- Records to process:
☆ ☆ ☆ ☆

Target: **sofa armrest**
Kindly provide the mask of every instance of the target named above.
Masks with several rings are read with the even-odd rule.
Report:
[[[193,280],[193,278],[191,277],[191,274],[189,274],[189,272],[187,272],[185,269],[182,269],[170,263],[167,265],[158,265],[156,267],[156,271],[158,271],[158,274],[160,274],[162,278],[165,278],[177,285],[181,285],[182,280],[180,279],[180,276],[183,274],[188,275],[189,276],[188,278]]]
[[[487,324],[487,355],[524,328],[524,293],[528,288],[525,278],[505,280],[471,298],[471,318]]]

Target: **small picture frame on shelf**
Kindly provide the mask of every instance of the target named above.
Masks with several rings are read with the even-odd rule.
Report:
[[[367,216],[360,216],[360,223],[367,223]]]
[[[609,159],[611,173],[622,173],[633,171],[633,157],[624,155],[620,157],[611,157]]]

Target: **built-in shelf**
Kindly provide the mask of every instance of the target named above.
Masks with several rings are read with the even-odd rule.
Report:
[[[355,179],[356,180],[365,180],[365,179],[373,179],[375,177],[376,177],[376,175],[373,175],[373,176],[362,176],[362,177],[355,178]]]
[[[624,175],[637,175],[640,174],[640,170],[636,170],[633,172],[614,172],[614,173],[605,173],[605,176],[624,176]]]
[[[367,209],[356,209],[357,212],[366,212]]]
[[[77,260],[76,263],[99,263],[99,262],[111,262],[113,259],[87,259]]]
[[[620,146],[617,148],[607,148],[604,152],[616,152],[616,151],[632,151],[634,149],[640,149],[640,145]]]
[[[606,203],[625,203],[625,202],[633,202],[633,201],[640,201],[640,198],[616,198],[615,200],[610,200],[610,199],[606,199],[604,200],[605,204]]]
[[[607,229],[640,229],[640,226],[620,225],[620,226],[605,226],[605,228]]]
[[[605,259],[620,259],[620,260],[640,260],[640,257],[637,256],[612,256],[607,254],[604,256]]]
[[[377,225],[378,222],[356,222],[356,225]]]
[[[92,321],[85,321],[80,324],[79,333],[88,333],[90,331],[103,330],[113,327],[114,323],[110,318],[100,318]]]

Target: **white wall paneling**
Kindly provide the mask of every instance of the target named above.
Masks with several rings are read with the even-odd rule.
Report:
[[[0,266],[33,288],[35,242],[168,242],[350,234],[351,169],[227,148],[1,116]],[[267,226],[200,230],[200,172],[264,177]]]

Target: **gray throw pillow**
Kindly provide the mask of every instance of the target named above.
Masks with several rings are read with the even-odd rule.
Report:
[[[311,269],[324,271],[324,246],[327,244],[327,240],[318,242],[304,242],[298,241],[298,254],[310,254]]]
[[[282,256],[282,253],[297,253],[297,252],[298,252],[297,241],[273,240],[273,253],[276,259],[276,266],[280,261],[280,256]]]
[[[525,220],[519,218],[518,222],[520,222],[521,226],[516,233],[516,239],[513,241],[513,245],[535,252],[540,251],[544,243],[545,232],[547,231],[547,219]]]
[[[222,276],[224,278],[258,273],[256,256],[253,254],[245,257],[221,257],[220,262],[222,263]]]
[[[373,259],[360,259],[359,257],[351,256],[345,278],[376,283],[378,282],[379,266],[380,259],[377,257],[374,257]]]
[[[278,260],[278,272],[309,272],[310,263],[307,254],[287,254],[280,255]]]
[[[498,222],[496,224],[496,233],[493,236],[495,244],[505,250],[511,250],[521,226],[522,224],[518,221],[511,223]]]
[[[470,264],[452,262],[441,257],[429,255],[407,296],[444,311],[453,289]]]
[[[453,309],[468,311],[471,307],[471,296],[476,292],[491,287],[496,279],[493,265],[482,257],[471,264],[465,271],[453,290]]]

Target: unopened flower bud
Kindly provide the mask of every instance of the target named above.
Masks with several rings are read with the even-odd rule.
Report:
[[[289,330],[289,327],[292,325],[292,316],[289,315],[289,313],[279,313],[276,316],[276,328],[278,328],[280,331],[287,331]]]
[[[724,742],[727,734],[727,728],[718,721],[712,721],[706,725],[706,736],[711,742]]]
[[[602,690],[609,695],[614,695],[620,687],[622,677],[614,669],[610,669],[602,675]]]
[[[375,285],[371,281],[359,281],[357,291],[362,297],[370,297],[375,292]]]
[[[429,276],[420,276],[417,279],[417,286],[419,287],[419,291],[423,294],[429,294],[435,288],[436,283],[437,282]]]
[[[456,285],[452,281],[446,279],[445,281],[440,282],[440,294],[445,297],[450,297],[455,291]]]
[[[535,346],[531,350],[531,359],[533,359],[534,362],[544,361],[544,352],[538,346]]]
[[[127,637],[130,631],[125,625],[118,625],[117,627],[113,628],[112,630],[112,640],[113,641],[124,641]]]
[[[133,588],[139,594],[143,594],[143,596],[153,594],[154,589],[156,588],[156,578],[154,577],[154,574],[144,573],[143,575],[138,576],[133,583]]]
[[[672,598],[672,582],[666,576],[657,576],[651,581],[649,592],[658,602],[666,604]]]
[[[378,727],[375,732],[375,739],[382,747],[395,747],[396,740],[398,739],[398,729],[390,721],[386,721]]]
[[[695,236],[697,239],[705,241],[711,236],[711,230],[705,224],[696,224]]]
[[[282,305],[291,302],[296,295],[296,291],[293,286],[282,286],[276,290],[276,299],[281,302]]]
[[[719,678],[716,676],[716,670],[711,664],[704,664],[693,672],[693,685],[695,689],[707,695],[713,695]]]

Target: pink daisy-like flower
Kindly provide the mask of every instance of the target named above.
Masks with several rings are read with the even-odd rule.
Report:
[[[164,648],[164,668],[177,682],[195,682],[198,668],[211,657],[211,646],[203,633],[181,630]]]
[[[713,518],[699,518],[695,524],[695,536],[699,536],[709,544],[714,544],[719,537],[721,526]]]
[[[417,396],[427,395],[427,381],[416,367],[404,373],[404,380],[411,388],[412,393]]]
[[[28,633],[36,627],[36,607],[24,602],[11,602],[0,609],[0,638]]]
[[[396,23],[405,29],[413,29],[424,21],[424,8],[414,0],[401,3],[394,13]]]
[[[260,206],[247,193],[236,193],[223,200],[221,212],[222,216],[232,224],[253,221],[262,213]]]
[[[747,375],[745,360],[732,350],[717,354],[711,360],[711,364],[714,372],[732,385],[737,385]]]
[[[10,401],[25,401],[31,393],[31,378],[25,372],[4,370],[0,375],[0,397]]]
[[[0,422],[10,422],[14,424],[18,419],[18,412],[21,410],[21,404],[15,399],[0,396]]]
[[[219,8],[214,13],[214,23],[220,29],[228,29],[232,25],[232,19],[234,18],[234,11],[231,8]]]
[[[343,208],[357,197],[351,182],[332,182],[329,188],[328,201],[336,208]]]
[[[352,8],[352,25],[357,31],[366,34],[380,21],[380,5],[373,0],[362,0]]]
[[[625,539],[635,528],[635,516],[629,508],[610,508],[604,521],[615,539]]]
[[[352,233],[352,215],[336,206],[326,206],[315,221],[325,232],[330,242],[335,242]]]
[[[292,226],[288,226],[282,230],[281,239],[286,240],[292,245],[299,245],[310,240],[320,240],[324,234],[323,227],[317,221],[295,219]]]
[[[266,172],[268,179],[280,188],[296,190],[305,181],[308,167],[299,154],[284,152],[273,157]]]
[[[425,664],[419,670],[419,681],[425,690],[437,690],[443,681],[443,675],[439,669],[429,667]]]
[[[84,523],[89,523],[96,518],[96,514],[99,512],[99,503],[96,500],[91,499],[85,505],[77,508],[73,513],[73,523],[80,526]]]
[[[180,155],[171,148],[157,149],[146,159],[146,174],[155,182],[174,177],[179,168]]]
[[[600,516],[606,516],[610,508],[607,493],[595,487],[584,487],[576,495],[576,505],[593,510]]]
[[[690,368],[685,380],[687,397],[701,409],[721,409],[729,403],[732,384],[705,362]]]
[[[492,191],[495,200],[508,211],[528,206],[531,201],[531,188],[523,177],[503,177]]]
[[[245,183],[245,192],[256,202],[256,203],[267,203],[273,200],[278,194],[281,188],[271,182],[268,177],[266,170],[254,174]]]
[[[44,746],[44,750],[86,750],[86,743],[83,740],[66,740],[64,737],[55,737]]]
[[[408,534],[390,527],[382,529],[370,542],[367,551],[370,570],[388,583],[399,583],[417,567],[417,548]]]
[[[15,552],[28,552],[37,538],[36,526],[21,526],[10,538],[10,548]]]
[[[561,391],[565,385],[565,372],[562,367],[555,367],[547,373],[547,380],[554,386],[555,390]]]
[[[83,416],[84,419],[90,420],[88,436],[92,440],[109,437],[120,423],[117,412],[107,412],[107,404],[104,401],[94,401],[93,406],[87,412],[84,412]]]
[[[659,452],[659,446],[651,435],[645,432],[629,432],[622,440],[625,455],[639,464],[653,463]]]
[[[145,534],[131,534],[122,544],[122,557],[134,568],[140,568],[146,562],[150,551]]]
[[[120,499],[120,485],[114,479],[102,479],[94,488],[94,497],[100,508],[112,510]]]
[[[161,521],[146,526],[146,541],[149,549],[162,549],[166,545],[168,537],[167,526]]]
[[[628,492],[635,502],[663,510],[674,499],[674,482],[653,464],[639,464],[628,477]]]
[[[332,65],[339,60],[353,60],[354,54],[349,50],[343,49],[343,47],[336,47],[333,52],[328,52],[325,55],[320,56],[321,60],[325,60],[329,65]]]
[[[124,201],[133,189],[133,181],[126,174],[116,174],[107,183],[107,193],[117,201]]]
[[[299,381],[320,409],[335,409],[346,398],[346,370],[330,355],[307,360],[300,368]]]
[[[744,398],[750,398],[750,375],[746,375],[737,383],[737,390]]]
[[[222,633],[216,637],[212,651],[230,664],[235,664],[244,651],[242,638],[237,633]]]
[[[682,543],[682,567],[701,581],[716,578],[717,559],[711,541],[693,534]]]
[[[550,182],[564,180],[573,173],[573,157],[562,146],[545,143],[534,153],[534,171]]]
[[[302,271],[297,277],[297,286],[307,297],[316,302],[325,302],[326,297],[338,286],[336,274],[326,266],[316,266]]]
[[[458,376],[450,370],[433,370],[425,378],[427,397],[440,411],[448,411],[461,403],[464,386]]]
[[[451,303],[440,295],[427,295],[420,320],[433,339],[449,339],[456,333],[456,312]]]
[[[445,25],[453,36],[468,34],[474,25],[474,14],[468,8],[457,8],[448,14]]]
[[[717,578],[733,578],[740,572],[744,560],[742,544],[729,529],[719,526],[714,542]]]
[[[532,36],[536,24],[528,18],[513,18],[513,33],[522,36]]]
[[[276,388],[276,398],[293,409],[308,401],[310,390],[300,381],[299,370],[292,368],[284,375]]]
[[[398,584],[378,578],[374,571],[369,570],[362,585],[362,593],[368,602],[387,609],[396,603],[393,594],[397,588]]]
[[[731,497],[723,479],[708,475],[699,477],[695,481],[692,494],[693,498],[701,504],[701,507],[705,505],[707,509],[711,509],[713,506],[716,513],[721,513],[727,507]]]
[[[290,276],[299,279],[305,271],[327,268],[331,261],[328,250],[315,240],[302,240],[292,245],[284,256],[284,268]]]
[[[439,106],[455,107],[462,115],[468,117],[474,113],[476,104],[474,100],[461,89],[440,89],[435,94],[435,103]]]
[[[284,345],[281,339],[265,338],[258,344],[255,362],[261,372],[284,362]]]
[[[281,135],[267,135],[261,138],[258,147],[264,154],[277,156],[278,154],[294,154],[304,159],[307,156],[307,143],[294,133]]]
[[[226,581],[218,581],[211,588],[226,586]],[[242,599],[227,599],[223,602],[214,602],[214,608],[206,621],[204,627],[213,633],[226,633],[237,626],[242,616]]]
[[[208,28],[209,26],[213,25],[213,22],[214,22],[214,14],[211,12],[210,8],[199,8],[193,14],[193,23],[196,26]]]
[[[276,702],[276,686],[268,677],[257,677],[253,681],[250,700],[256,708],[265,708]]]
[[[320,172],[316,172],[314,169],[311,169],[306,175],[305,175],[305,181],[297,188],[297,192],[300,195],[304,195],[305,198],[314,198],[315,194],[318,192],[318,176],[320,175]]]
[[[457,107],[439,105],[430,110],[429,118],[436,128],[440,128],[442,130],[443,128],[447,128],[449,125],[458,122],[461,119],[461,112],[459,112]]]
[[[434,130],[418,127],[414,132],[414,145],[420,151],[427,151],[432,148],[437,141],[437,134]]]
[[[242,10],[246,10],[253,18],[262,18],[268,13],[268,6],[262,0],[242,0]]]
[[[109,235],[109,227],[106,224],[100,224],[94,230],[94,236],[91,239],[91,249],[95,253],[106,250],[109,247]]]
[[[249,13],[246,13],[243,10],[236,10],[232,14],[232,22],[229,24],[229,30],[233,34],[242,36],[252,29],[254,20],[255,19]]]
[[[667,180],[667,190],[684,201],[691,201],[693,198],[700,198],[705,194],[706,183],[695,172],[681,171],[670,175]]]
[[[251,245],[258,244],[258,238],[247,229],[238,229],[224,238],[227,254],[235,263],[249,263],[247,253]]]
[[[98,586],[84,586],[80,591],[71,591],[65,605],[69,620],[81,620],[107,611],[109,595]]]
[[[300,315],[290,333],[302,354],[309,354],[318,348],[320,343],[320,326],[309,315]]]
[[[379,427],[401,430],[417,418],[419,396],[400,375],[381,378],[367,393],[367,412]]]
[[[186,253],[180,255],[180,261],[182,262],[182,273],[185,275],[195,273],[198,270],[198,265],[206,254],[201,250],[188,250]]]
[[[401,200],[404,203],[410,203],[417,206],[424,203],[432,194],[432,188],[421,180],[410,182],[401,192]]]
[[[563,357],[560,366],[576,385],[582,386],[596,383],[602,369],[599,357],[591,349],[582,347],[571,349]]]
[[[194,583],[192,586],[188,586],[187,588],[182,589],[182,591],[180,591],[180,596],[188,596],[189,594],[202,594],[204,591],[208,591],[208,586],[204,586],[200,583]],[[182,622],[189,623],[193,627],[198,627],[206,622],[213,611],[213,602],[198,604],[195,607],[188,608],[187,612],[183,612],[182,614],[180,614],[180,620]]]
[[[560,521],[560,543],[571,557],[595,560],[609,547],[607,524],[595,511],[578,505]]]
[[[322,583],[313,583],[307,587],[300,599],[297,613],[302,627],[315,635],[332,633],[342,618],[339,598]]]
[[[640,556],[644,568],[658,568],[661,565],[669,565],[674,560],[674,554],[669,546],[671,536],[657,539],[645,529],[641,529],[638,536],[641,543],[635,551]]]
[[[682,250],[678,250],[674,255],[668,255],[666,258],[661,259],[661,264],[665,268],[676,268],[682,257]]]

☆ ☆ ☆ ☆

- Task objective: Look through the lines above and collect those with the word "shelf".

- The answer:
Target: **small picture frame on shelf**
Target: **built-in shelf**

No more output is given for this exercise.